* EXERCISE TASK *
Please transcribe the data below exactly. Leave the pictures out.

* DATASET EXTRACT *
________________________________________

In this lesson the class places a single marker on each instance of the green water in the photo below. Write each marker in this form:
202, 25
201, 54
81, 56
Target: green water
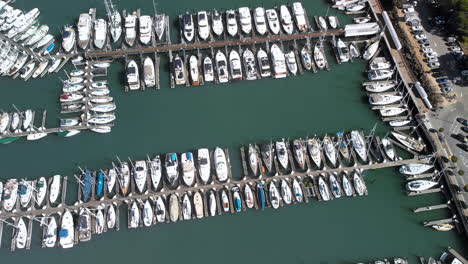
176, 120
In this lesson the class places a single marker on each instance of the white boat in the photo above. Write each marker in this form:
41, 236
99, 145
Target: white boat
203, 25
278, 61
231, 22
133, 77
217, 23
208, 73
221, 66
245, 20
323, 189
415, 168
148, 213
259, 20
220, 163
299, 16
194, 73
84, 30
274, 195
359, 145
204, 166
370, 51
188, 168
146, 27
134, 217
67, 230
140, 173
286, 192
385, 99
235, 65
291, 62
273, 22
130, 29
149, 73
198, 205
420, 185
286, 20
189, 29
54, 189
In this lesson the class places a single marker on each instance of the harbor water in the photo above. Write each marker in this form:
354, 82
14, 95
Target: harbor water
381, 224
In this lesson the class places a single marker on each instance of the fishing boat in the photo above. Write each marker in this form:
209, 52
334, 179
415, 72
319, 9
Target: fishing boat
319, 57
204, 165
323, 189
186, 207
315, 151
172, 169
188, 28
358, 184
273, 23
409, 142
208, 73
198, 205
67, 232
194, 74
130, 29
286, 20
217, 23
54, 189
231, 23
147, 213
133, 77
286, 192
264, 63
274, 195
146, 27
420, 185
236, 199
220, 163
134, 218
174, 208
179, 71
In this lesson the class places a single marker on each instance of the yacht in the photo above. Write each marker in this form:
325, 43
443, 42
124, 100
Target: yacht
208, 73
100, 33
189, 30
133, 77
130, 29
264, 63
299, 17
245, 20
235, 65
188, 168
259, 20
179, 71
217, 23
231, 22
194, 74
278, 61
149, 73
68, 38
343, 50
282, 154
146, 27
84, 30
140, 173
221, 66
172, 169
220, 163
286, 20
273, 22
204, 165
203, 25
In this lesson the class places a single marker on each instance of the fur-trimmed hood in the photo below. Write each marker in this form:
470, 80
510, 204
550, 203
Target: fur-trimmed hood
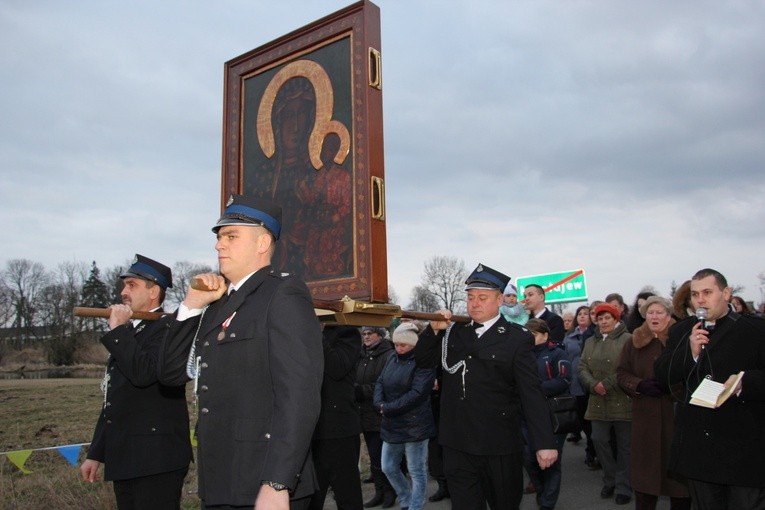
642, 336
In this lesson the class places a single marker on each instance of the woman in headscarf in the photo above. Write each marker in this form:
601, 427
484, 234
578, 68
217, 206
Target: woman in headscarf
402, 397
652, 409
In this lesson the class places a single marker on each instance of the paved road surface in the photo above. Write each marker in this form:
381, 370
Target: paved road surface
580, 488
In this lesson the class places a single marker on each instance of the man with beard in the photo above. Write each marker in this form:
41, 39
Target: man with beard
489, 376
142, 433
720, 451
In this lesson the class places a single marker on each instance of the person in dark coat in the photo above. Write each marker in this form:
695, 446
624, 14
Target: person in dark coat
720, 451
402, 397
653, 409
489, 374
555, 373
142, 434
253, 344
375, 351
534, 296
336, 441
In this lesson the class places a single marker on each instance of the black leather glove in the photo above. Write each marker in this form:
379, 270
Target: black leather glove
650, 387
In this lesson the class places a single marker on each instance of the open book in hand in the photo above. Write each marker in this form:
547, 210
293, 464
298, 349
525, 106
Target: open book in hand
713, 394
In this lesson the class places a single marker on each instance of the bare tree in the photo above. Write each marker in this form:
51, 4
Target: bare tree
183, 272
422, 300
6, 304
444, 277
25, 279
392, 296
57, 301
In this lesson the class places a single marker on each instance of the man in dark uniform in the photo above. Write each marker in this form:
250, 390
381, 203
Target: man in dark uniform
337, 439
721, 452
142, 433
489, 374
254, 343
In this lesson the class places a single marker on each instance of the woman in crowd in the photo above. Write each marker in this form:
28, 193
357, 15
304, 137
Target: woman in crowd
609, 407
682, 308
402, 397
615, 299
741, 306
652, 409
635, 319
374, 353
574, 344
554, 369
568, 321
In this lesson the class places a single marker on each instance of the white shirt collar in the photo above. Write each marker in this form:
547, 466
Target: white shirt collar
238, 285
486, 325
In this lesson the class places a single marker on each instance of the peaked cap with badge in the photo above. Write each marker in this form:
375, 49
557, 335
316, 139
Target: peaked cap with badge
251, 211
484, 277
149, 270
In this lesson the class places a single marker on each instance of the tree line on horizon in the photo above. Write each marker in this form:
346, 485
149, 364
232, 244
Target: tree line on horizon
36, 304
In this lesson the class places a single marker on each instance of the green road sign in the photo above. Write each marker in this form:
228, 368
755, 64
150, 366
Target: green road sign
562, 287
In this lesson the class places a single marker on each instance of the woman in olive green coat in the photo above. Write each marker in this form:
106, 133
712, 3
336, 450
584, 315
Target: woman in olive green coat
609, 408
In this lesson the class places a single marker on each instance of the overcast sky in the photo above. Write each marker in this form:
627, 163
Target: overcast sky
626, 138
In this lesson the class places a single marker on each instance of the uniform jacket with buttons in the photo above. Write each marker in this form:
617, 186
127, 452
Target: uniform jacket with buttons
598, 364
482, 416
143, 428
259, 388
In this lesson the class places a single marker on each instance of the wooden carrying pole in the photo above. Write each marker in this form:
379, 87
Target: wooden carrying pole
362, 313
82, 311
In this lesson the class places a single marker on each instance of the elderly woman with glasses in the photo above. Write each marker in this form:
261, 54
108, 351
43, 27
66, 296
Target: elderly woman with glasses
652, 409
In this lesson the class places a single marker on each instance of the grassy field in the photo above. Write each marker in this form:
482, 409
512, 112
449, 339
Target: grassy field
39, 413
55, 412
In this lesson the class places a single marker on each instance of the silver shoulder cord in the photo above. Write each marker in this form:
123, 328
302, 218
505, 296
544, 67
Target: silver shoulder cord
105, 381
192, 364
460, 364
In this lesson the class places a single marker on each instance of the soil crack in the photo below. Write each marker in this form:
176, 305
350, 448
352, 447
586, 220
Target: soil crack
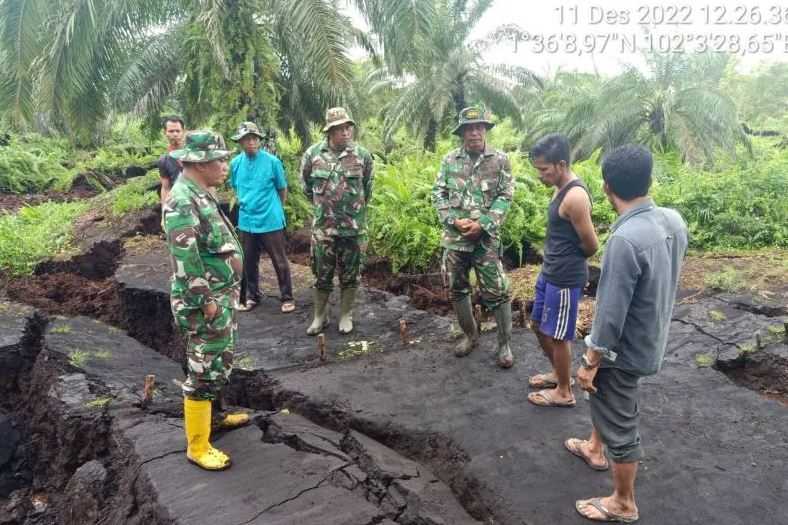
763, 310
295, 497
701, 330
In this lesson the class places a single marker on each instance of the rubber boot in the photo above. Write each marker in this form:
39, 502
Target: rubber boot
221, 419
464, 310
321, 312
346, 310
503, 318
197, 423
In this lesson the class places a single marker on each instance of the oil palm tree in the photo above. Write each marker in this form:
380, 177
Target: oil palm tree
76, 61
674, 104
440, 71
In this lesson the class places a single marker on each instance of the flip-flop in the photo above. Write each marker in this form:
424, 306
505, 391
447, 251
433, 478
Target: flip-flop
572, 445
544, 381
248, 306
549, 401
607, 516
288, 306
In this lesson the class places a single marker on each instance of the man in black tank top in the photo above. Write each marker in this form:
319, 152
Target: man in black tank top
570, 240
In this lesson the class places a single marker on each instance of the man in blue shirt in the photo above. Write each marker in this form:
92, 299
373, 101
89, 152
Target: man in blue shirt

________________________________________

* RESPONSE TO THIS TASK *
In this lesson the class places a single marker on each instance of the green water in the photo below. Write each marker in this form:
202, 25
201, 54
81, 56
Target: green water
176, 120
In this lesson the class places a single marker on each instance of the white boat in the photo above. Write each marker in this form:
41, 236
99, 145
Target: white boat
203, 25
278, 61
231, 22
133, 77
217, 23
208, 73
221, 66
245, 20
323, 189
415, 168
148, 213
259, 20
220, 163
299, 16
194, 73
84, 30
274, 195
359, 145
204, 166
370, 51
188, 168
146, 27
134, 217
67, 230
140, 173
286, 192
385, 99
235, 65
291, 62
273, 22
130, 29
149, 73
198, 205
420, 185
286, 20
189, 29
54, 189
In this lesson the class places a single marker on each instance of the harbor water in the photo above. Write each marker in this form:
354, 82
14, 95
Target: harbor water
381, 224
In this lesson the class places a single marker on each instance of the fishing boat in the photo above. Write each marker in this form:
209, 52
334, 179
415, 72
319, 9
Target: fishing boat
319, 57
204, 165
323, 189
186, 207
315, 151
172, 169
188, 28
358, 184
273, 23
409, 142
208, 73
198, 205
67, 232
194, 74
130, 29
286, 20
217, 23
54, 189
231, 23
147, 213
133, 77
286, 192
264, 63
274, 195
146, 27
420, 185
236, 199
220, 163
134, 218
174, 208
179, 71
In this lesson the class places a single marker on each instance of the yacht in the photo above. Write each marker in this form:
325, 43
443, 42
124, 100
Target: yacht
208, 73
100, 33
189, 30
133, 77
130, 29
264, 63
299, 17
245, 20
235, 65
188, 168
259, 20
179, 71
217, 23
231, 22
194, 74
278, 61
149, 73
68, 38
343, 50
282, 154
146, 27
84, 30
140, 173
221, 66
172, 169
220, 163
286, 20
273, 22
204, 165
203, 25
In this lesson the class places a single marker on each instance of the fur-trimmed hood in the photo below. Write each marker in this form:
470, 80
510, 204
550, 203
Target: fur-trimmed hood
642, 336
In this lesson the class places a single marker on each instance of the woman in headscarf in the photo above. Write each marker in this form:
601, 427
484, 234
578, 68
217, 206
Target: woman in headscarf
402, 397
652, 409
In this lesson the class places a single marker on each instance of the paved road surface in the photo above. Write each marker in this form:
381, 370
Target: paved road surface
580, 488
In this lesson the class places a single marker on each instance of the man with beard in the photo above. Write each marker in this form:
41, 39
Target: man with beard
489, 376
142, 433
720, 451
In this lesson the class places a single marker on each instance of the person in dark coat in the photo above. Write each marker in this form:
695, 446
624, 14
Target: person in dark coat
720, 451
402, 397
653, 409
489, 374
555, 373
142, 434
253, 344
375, 351
534, 296
336, 441
In this lesson the class places a single marker on each instance of the black leather glove in the photo above. Write each marker in this form:
379, 270
Target: black leather glove
650, 387
In this lesson the class places a single marker on each instance of the open book in hand in the photo above. Write each marker in this form:
547, 210
293, 464
298, 349
525, 106
Target: open book in hand
713, 394
In this lesson the class places a single marker on each instance of the bare tree in the photo above. Write each marker in this form:
51, 4
Target: bare tree
183, 272
422, 300
6, 304
444, 277
25, 279
392, 296
57, 301
In this lesson the class places a single marker on each instance of the man in dark uniform in the photo above. Write each marker in this form:
250, 390
381, 203
Target: man in dark uniform
337, 439
721, 452
142, 433
489, 374
254, 343
In this lesson the class places a single marker on each instance of the woman in crowd in the photo above. Write each marker in this form:
28, 193
357, 15
304, 137
Target: woman in crowd
609, 407
682, 308
402, 397
615, 299
741, 306
652, 409
635, 319
374, 353
574, 344
554, 369
568, 321
In this lesson the class places a single marker on each instance of the white shirt collar in the photo above. Write each marker in this form:
547, 466
Target: white shirt collar
238, 285
486, 325
In this lesson the class places a single marker on each instance of the peaked cap with badge in the photo above. Write each marker in this form:
375, 49
557, 335
316, 139
Target: peaked cap with badge
251, 211
484, 277
149, 270
In this lesson the class places a single marker on each instance of the tree line on horizon in the photo above. Write each marker in this form:
346, 485
149, 364
232, 244
Target: tree line on horizon
36, 304
In this lesson the class places a single marker on each instance of the green road sign in the photo above. Write each marker in this form:
228, 368
755, 64
150, 366
Target: green road sign
562, 287
In this lesson the class places a single marker on each instance of the woman in olive green coat in the photo above. Write each marker in this form:
106, 133
712, 3
336, 450
584, 315
Target: woman in olive green coat
609, 408
In this lesson the class places a single marker on each instance of the overcast sky in the photo above. Write each marker in this form:
627, 163
Target: overcast sky
626, 138
In this lesson the class places a single marker on each instance of the uniform jacket with buttons in the photo above. Write each marker in this form:
617, 186
127, 452
Target: uniform jacket with buttons
598, 364
482, 416
143, 428
259, 388
In this lesson the class places a single marker on each instance of the wooden carrying pole in the photo above. Write each marker in this form:
379, 87
Target: wooden carrying pole
362, 313
82, 311
In this lesson the class places a single marker on each instance of the elderly woman with glasses in the photo above. Write each marker in this form:
261, 54
108, 351
43, 27
66, 296
Target: elderly woman with glasses
652, 409
In this lesson the class places a single marker on each instance of the grassy field in the photo above. Write each marker in this form:
482, 409
512, 112
449, 339
Target: grassy field
39, 413
55, 412
In this lesson the class places a single marker on each instance of the silver shoulder cord in the photo above. Write each marker in this form:
123, 328
302, 218
505, 296
544, 67
Target: silver shoulder cord
105, 381
192, 364
460, 364
In this lesson the class places a single marker on each instance of the soil crack in the photo below. Write each marker in this form:
176, 305
350, 448
352, 447
586, 220
Target: soil crack
763, 310
295, 497
701, 330
In this lesson the class places a single marker on each instance of the rubber boot in the photo above. Write each marker in this form:
39, 502
Target: rubber boot
221, 419
464, 310
321, 312
346, 310
503, 318
197, 423
In this lesson the class places a single marker on each instance of the oil palm tree in the photo above. Write each marker in this form:
380, 177
Target: oil palm tree
76, 61
674, 104
440, 71
In this lesson the class places a single marker on each instance of the flip-flop in the photo above. Write each marker in this form:
424, 306
505, 391
447, 251
433, 478
Target: flip-flop
572, 445
544, 381
248, 306
549, 401
607, 516
288, 306
In this lesson the class places a single marker on each instance of the man in black tank top in the photo above. Write each marker in this form:
319, 152
Target: man in black tank top
570, 240
In this lesson the class places a single marker on each instance of the man in blue shirt in the photo above. Write each marker in this form:
92, 299
373, 101
89, 152
Target: man in blue shirt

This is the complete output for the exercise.